● **Excerpted passage**:
## Begin
Willard Residents Stop Showering for Month of February to Win Green Cup

Willard Residents Stop Showering for Month of February to Win Green Cup

EVANSTON – Willard residents have decided to take drastic measures in order to retain their title as the “Greenest Dorm (With a Dining Hall) on Campus” from the Green Cup last year. Most notably, all Willardites will forgo showers for the entire month of February to win the prestigious title in 2011.

“Not showering for a whole month is really going to help secure our victory,” said Willard president Jackson Drapple. “Not to mention that it’s been proven that not taking showers really helps reduce global warming.” 

Drapple said that Willard is conserving energy in a variety of other ways as well, such as using outhouses instead of the bathrooms, refraining from washing hands, dishes or clothes, studying by crank light, and destroying the laptops of anyone found using the Internet.
## End
● **Written problem**: Extend the article about Willard residents giving up showers to win the Green Cup, starting after its final sentence.

● **Provided material**:
## Begin
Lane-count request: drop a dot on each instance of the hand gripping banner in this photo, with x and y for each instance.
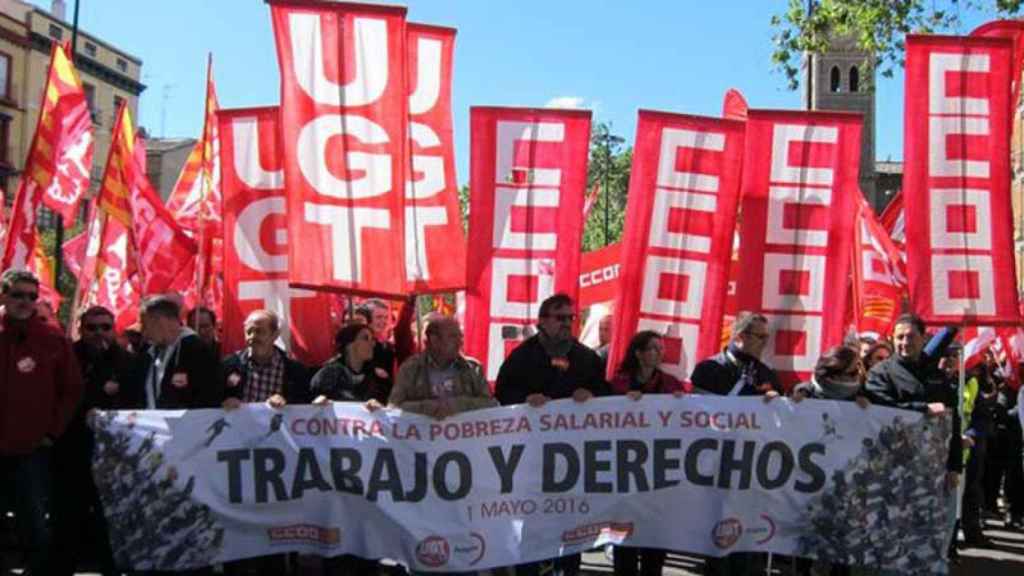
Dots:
(684, 191)
(527, 174)
(956, 180)
(256, 238)
(506, 486)
(344, 137)
(435, 245)
(800, 201)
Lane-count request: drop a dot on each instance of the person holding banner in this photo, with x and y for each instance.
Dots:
(261, 371)
(440, 382)
(42, 386)
(639, 374)
(738, 371)
(178, 371)
(551, 365)
(79, 524)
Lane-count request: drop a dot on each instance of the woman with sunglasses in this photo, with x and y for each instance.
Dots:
(638, 374)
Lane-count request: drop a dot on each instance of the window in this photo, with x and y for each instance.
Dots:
(4, 76)
(4, 139)
(90, 98)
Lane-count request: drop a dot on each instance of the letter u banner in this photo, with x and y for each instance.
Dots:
(527, 173)
(684, 190)
(506, 486)
(256, 238)
(956, 179)
(799, 207)
(344, 127)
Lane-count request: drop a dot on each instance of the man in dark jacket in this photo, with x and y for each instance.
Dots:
(551, 365)
(261, 371)
(41, 386)
(177, 371)
(79, 522)
(737, 370)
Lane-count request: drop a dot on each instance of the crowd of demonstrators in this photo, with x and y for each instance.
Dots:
(167, 365)
(42, 387)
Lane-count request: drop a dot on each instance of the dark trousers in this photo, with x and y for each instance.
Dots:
(974, 491)
(30, 475)
(79, 524)
(565, 566)
(638, 562)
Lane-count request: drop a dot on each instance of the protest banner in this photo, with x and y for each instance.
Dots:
(505, 486)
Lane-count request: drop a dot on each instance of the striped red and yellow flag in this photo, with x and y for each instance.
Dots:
(115, 190)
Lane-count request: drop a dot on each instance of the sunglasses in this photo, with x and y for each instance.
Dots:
(27, 296)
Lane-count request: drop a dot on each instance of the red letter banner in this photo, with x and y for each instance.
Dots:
(435, 245)
(684, 191)
(527, 176)
(800, 200)
(956, 180)
(256, 239)
(344, 129)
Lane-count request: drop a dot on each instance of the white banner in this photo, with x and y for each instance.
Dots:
(505, 486)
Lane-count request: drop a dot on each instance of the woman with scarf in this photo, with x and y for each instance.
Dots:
(637, 375)
(838, 375)
(349, 376)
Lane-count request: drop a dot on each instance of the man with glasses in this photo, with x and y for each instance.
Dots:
(41, 386)
(738, 371)
(76, 502)
(551, 365)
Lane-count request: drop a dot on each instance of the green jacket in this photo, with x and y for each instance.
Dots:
(412, 389)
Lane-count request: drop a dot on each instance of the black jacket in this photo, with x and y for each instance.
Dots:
(198, 383)
(529, 370)
(719, 374)
(912, 385)
(297, 375)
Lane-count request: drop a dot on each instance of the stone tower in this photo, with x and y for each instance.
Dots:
(843, 79)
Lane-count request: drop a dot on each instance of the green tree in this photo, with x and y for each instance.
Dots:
(609, 168)
(878, 26)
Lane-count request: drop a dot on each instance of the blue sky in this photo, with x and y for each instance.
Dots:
(612, 57)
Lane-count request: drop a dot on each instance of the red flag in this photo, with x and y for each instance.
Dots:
(684, 191)
(56, 171)
(1014, 30)
(164, 253)
(956, 180)
(435, 245)
(256, 230)
(588, 204)
(344, 144)
(800, 199)
(599, 275)
(880, 286)
(734, 106)
(527, 174)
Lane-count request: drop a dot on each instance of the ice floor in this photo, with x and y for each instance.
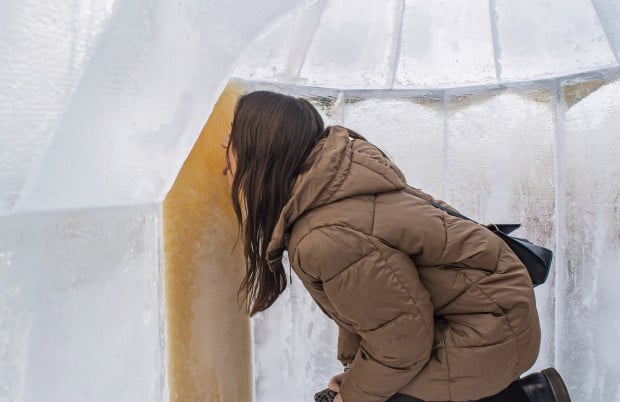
## End
● **Output for this task**:
Some residents are going above and beyond and coming up with their own ways to save water and electricity.

“I’m going to poison all the food in the dining hall so that people who eat it get sick and don’t eat here anymore,” said Willard sophomore Melissa Auburn. “Then they’ll all go to Hinman and use up all their energy every day, not just on weekends when we’re closed.”

The Green Cup is expected to promote environmental awareness as well as a sense of school unity and friendly competition. 

“We really just want to make a difference in the environment,” Drapple said as noxious fumes radiated from his unwashed body. “Well, that, and prove to those obnoxious Elder people that we aren’t losers who never do anything fun! Not only does winning mean we get a whole brand new set of light bulbs for the building, but we get bragging rights for an entire year, and you just know everyone on campus is going to wish they were us. We’re going to crush them.”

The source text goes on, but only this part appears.